== EXERCISE DETAILS ==
The copy you return must match the listing word for word and carry no pictures.

··· MATERIAL PROVIDED ···

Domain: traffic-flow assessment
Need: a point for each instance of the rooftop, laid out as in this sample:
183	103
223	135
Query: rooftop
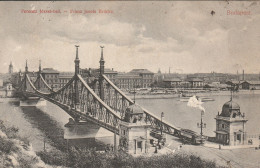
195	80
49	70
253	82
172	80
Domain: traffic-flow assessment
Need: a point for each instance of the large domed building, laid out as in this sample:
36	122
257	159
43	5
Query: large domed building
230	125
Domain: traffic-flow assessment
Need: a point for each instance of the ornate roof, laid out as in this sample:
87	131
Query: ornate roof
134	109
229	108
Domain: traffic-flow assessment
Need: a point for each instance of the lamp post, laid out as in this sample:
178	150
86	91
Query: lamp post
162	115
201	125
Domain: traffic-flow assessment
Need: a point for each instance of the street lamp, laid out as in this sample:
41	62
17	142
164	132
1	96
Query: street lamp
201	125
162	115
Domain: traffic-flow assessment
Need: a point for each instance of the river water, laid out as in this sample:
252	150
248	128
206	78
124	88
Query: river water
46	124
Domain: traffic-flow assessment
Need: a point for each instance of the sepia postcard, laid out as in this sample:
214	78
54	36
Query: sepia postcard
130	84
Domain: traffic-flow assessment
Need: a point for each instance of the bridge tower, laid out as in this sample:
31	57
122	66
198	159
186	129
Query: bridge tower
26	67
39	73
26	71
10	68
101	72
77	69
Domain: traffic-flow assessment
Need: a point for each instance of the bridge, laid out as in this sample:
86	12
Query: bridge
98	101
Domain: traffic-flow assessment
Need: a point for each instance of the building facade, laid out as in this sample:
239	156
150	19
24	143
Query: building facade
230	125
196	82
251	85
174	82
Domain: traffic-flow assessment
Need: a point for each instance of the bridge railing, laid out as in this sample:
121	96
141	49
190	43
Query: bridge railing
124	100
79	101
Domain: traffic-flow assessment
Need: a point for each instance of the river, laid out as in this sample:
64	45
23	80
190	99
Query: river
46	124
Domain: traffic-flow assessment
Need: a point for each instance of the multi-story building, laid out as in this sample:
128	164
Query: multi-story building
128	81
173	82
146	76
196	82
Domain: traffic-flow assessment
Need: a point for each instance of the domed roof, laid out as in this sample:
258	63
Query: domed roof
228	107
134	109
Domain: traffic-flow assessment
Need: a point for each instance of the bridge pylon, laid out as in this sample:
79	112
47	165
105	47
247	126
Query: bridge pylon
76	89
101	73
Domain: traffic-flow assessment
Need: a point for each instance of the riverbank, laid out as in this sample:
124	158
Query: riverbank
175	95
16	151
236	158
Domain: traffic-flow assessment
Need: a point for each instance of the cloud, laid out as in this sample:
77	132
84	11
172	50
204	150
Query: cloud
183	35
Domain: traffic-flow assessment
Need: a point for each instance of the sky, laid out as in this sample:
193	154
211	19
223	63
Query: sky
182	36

···

== RESULT OF THIS EXERCISE ==
Domain: traffic-flow assessment
Need: a point for each instance of the rooftop, laid out as in this sample:
183	103
223	135
Query: rooftop
195	80
49	70
253	82
172	80
Domain: traffic-flow assessment
Need: a point for each instance of the large domed building, laid out as in this sample:
36	122
257	159
43	5
Query: large domed building
230	125
Domain: traffic-flow assessment
Need: a point for each instance of the ornate roof, laid out as in this sample:
87	131
Query: ornate roof
134	109
229	108
Domain: traffic-flow assessment
Need: a point for each instance of the lamp post, laid out as in this sample:
178	150
86	91
Query: lamp post
162	115
201	125
Domain: traffic-flow assessment
Need: a point for each instance of the street lamp, laid out as in this sample:
41	62
17	142
164	132
1	96
Query: street lamp
201	125
162	115
Domain: traffic-flow assessment
Need: a point for each instance of the river water, laid out as in this sample:
252	150
248	128
206	78
124	88
Query: river water
46	124
Domain: traffic-flow assessment
Need: a point for each instance of the sepia postcard, laid out as in this sample:
214	78
54	36
Query: sepia postcard
130	84
Domain: traffic-flow assessment
Need: a point for each instance of the bridge tower, laid out as in this sample:
31	57
122	66
198	159
186	129
Query: bridge tower
26	67
39	73
26	71
10	68
101	72
77	69
Domain: traffic-flow assessment
Need: a point for each instance of the bridge, laid out as in this sample:
86	12
Query: bridge
98	101
Domain: traffic-flow assessment
Need: a point for each instance of the building facade, laid out as in this sample:
239	156
150	19
24	143
Query: building facade
230	125
196	82
251	85
174	82
Domain: traffic-flow assessment
Need: a point for each instance of the bridge railing, laid out as in this sample:
121	96
141	49
190	43
Query: bridge railing
124	100
79	101
Domain: traffic-flow assessment
Need: a point for each instance of the river, laid out as in this sample:
64	45
23	80
190	99
Query: river
46	124
Domain: traffic-flow assessment
Need: a point for each instance of the multi-story building, laid out as in this sample:
128	164
Query: multi-story building
128	81
173	82
146	76
196	82
Domain: traffic-flow assessment
Need: a point for each instance of the domed roof, laid out as in this sample:
258	63
Query: domed roof
228	107
134	109
Domain: traffic-flow assessment
Need: a point for each instance of the bridge pylon, laid out as in this sample:
79	112
47	165
105	47
247	126
Query: bridge pylon
76	89
101	73
Domain: traffic-flow assessment
Need: a point for each instance of the riverbank, laid out as in this sample:
124	158
Query: riverbank
175	95
16	151
236	158
Domain: traffic-flow assessment
Need: a point for each instance of the cloud, laid out as in this sample:
77	132
84	11
172	50
204	150
Query: cloud
183	35
Domain: traffic-flow assessment
Need: a point for each instance of the sky, laid out as in this sample:
193	154
211	19
223	63
Query: sky
182	36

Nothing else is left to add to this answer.